--- BEGIN Excerpt to read ---

THE ACQUISITION OF STEEL HEDDLE - On May 26, 1998, Steel Heddle Group, Inc. ("SH
Group") consummated the acquisition (the "Acquisition"), of SH Holdings Corp.
("Old Holdings"). SH Group, a corporation formed by American Industrial Partners
Capital Fund II, L.P. (together with its affiliates, "AIP"), was organized as a
holding company to effect the acquisition of all of the outstanding common stock
of Old Holdings. The purchase price, including transaction fees and expenses, of
approximately $175.2 million was financed with a $25 million capital
contribution from AIP (including rollover ownership interests of certain members
of management), approximately $15 million in proceeds from SH Group's issuance
of $29.25 million of 13 3/4 % Senior Subordinated Discount Debentures, issuance
of $100 million of 10 5/8% Senior Subordinated Notes (the "Notes") of Steel
Heddle and borrowings of approximately $33.6 million under a new bank credit
facility (the "Credit Facility") of Steel Heddle. The acquisition was accounted
for using the purchase method of accounting.

--- END Excerpt to read ---

*Task A:* Find each line of the listing that contains the word "boat" and copy those lines.
The listing that follows this excerpt on the Steel Heddle acquisition is unrelated to it.

--- BEGIN Data listing ---

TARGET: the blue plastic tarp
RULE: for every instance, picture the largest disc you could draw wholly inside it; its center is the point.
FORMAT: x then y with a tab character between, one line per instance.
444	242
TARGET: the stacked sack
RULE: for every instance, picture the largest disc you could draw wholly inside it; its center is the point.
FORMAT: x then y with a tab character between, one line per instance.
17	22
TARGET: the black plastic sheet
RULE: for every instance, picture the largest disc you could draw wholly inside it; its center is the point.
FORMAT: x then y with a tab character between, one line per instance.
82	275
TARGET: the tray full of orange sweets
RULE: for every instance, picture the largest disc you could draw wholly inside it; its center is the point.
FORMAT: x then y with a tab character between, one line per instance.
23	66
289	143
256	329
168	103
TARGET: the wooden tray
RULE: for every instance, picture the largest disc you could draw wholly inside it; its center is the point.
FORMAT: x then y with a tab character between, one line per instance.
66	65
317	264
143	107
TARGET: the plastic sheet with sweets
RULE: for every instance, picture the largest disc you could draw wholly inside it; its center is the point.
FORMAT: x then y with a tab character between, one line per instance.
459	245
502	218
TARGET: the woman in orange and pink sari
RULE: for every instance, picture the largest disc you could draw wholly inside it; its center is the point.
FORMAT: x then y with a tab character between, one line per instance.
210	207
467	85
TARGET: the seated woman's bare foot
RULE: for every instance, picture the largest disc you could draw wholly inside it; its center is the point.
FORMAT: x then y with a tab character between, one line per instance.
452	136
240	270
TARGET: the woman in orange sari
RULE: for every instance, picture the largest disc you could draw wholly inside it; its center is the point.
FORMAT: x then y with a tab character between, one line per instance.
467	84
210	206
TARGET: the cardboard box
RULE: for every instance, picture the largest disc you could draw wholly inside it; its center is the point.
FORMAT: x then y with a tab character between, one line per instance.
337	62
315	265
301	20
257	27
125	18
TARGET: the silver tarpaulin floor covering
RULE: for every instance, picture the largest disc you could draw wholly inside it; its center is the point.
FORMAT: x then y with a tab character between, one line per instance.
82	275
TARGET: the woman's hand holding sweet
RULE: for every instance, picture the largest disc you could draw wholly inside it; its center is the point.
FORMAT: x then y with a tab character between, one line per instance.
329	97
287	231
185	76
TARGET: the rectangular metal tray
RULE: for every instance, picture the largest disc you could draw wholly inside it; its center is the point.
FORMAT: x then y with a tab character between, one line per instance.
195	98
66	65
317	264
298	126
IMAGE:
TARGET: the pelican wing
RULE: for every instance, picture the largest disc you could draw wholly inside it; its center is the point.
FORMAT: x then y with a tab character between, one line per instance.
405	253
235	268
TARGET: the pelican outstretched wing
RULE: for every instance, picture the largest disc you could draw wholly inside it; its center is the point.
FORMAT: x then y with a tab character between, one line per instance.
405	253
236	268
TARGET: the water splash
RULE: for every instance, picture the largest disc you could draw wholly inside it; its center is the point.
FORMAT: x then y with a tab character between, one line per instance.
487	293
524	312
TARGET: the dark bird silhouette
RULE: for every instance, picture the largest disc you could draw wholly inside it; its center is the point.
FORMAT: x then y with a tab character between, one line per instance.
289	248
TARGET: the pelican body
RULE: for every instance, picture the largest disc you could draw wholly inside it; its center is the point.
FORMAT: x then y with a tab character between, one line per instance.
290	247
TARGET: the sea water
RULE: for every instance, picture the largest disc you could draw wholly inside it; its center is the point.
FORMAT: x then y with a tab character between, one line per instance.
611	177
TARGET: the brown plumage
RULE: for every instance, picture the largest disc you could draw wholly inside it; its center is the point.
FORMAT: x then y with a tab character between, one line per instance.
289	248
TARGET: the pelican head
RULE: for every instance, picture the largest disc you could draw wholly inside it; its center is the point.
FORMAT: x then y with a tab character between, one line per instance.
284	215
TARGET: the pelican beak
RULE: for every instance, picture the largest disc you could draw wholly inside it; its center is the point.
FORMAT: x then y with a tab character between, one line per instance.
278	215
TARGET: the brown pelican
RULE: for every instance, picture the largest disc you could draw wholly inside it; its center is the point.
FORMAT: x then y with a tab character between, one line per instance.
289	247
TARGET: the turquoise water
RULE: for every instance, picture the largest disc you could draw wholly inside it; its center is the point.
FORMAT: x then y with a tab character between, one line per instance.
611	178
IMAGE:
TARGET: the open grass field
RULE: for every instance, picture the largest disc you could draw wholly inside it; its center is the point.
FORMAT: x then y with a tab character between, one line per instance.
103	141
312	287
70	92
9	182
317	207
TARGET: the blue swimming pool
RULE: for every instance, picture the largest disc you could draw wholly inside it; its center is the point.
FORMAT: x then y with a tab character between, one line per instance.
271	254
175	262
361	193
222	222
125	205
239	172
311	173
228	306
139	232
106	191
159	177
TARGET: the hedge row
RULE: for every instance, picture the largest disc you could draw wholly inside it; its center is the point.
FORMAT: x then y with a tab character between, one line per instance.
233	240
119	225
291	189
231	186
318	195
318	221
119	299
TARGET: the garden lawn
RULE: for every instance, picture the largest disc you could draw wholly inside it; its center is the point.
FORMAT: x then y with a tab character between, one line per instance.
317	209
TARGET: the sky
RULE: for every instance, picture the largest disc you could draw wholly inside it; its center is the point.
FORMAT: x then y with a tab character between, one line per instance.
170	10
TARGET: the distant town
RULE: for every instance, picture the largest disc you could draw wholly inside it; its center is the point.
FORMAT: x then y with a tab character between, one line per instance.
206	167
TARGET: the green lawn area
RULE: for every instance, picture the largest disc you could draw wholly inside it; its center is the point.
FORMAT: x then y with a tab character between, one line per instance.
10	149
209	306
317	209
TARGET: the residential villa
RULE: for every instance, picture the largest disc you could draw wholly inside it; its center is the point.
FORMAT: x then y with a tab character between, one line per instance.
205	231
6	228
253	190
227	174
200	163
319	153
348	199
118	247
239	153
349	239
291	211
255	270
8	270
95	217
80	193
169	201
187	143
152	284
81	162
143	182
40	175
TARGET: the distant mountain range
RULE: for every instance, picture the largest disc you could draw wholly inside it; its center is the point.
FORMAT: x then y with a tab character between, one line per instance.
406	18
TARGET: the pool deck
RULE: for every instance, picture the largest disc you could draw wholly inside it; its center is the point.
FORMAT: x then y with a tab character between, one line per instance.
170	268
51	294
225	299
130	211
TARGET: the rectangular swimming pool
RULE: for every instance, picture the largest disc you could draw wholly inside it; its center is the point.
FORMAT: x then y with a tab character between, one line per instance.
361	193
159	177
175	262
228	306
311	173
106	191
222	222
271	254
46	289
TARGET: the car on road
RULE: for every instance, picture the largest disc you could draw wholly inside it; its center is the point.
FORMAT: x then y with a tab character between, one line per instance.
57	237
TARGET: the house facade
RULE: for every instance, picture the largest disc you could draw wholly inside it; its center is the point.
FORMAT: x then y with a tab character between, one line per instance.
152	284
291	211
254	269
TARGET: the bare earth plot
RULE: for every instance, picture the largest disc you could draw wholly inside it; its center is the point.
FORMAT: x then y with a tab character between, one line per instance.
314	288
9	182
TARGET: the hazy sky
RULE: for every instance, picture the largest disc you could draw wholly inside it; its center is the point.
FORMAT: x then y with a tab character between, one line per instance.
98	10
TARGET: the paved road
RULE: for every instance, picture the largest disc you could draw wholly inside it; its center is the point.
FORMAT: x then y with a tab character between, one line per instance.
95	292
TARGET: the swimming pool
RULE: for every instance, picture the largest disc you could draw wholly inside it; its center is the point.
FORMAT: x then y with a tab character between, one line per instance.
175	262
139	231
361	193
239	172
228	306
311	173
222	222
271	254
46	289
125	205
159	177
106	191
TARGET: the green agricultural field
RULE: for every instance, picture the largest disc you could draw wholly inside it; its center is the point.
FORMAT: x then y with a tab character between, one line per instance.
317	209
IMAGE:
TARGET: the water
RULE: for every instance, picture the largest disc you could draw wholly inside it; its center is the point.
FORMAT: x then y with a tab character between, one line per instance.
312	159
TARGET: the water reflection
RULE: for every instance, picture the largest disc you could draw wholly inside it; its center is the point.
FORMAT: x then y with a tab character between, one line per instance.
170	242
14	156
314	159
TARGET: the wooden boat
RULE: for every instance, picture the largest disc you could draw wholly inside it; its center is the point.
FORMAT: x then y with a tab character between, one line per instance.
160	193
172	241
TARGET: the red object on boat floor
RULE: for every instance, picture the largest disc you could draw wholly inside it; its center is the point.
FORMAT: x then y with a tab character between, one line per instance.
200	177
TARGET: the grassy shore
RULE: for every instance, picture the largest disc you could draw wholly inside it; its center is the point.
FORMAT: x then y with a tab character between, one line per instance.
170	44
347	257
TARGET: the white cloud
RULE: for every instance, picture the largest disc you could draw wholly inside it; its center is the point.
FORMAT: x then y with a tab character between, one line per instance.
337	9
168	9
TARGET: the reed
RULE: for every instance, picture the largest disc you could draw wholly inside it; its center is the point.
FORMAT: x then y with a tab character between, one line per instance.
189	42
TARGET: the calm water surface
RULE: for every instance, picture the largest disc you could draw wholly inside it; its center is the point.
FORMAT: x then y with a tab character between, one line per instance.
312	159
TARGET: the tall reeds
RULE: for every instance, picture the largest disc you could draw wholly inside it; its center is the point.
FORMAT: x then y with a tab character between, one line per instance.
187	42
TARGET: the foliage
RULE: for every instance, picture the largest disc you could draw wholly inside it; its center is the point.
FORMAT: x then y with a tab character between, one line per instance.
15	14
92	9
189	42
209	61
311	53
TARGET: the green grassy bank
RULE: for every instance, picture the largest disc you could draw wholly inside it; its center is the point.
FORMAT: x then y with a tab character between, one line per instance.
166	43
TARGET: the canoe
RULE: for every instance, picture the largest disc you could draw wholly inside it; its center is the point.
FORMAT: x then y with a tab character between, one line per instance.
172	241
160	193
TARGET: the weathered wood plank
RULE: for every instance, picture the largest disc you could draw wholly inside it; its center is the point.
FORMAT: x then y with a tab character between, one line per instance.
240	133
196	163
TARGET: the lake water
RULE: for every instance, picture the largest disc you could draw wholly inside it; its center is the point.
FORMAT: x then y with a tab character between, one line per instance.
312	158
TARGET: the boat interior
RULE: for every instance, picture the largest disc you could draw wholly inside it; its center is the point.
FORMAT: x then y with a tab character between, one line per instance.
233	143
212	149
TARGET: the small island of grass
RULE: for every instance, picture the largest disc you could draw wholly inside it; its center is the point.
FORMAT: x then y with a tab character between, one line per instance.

--- END Data listing ---

*Task B:* Please carry on the excerpt on the Steel Heddle acquisition, starting after its last sentence.

*Response A:*
TARGET: the wooden boat
TARGET: the red object on boat floor
TARGET: the boat interior

*Response B:*
In accordance with the purchase method of accounting, the purchase price was
allocated to the underlying assets and liabilities of Old Holdings based upon
their estimated respective fair values at the date of Acquisition. The fair
values were determined by independent appraisals, valuations and other means
deemed appropriate by management. Based on such allocations, the purchase price
exceeded the fair value of the net assets acquired by approximately $108.7
million. In addition, certain options ("Rollover Options") to purchase the
common stock of the Predecessor that were held by continuing management
employees prior to the time of the Acquisition were converted into options to
acquire 17,707 shares of common stock of SH Group at an exercise price of $15
per share. On a fully-diluted basis, the Rollover Options represent
approximately 5% ownership interest in SH Group immediately following the
Acquisition. The carryover basis of management's interest in the Rollover
Options, $4,494, has been considered in the allocation of the purchase cost and
in the initial basis of equity. Since assets and liabilities of Old Holdings
have been adjusted to their fair values as of the date of Acquisition, the
financial information for periods prior to May 26, 1998 ("Predecessor Company")
are not comparable with financial information for periods subsequent to that
date ("Successor Company").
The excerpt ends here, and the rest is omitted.